Start of Page excerpt

Hi all, I hope you can help me with how parallel chains works in CmdStanR. I’m getting what I feel are counterintuitive results but it’s because I don’t understand what is happening.
I’m running a very basic Bayesian linear model of
where Z is an indicator variable. I am using simulated data and the default uniform priors for the parameters.
My Stan code is as follows
data {
// Number of participants in the analysis
int<lower=0> int_N;
// Treatment arm dummy indicator
vector<lower=0, upper=1>[int_N] vec_z;
// Outcome vector
vector[int_N] vec_y;
}
parameters {
real b0;
real b1;
real<lower=0> sigma;
}
model {
vec_y ~ normal(b0 + b1* vec_z, sigma);
}
My simulation code is as follows
test.stanmodel <- cmdstanr::cmdstan_model("testmcmcmodel.stan")
rm(temp.stanmodel.mcmc)
set.seed(1234)
starttime <- Sys.time()
# Pass the data over to Stan
temp.N <- 120
temp.z <- c(rep(0,temp.N/2), rep(1, temp.N/2))
temp.y <- rnorm(temp.N, 0, 1)
temp.stanmodel.data <- list(
int_N = temp.N,
vec_z = temp.z,
vec_y = temp.y
)
temp.stanmodel.mcmc <- test.stanmodel$sample(data = temp.stanmodel.data,
chains = 5,
parallel_chains = 1,
iter_warmup = 500,
iter_sampling = 1e3,
show_messages = F)
endtime <- Sys.time()

End of Page excerpt
Start of Supplied data

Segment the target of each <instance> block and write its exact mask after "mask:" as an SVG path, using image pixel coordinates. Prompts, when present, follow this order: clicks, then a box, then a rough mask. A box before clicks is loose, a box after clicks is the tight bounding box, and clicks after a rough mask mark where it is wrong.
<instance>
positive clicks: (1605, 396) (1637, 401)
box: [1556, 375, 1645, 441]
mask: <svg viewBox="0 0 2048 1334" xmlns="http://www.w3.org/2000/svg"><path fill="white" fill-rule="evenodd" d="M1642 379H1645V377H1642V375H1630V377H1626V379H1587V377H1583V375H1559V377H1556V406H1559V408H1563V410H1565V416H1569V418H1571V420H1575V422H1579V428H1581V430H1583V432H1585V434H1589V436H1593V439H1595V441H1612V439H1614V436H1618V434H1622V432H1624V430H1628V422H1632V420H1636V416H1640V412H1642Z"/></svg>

End of Supplied data

■ Exercise requirements:
A - In the forum post on CmdStanR parallel chains, condense the paragraph beginning "Hi all, I hope you can help me" into one shorter sentence that keeps its main facts.
B - Output every line of the collected data entries, reproducing each one character for character.
The forum post and the records are unrelated to each other.

■ Answers in order:
A - The poster asks for help understanding how parallel chains work in CmdStanR, saying the results seem counterintuitive because of not understanding what is happening.

B -
Segment the target of each <instance> block and write its exact mask after "mask:" as an SVG path, using image pixel coordinates. Prompts, when present, follow this order: clicks, then a box, then a rough mask. A box before clicks is loose, a box after clicks is the tight bounding box, and clicks after a rough mask mark where it is wrong.
<instance>
positive clicks: (1605, 396) (1637, 401)
box: [1556, 375, 1645, 441]
mask: <svg viewBox="0 0 2048 1334" xmlns="http://www.w3.org/2000/svg"><path fill="white" fill-rule="evenodd" d="M1642 379H1645V377H1642V375H1630V377H1626V379H1587V377H1583V375H1559V377H1556V406H1559V408H1563V410H1565V416H1569V418H1571V420H1575V422H1579V428H1581V430H1583V432H1585V434H1589V436H1593V439H1595V441H1612V439H1614V436H1618V434H1622V432H1624V430H1628V422H1632V420H1636V416H1640V412H1642Z"/></svg>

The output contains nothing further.